THE REQUEST.
Select each line of the entries below that contains the string "path", and copy those lines.

Labeled-object pointing entries:
╔══
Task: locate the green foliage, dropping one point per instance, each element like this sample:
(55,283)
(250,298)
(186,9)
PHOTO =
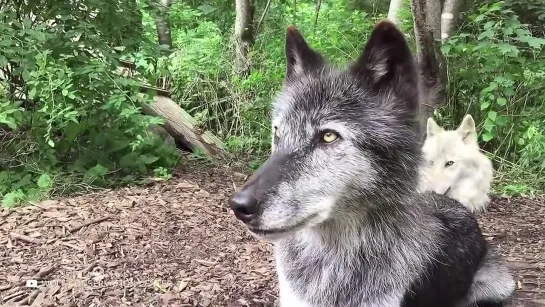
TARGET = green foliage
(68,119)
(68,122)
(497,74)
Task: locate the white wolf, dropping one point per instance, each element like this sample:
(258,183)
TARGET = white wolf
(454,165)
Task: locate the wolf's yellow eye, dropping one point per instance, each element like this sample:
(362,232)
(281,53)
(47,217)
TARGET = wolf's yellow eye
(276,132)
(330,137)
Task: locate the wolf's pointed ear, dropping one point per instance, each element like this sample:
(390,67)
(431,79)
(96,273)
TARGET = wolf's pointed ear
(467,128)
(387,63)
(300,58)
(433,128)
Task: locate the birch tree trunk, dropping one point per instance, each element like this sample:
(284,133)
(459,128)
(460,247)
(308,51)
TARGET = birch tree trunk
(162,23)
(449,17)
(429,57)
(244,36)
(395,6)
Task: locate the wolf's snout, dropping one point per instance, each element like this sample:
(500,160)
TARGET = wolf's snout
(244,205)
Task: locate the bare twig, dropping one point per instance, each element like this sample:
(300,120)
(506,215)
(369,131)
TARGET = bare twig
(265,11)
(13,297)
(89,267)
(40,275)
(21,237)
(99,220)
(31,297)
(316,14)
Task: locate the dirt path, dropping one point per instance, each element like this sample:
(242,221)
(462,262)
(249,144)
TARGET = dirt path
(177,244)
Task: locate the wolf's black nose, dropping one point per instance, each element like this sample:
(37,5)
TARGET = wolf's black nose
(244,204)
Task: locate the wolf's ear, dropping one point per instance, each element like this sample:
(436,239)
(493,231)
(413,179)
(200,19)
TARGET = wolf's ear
╚══
╔══
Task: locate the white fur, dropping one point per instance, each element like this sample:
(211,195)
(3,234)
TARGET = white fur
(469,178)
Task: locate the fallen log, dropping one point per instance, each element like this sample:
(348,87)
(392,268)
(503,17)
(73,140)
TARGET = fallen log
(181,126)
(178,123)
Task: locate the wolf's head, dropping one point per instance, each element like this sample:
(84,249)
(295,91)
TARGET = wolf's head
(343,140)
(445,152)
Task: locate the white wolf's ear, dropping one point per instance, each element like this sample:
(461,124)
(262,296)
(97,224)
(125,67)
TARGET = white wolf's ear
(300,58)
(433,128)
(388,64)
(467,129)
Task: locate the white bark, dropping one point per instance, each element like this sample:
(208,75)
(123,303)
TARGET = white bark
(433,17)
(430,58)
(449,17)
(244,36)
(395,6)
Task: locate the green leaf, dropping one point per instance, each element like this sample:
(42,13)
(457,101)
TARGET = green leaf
╚══
TASK RESPONSE.
Task: locate the dirt path, dropping one point per instance, each element like this sample:
TARGET = dirt path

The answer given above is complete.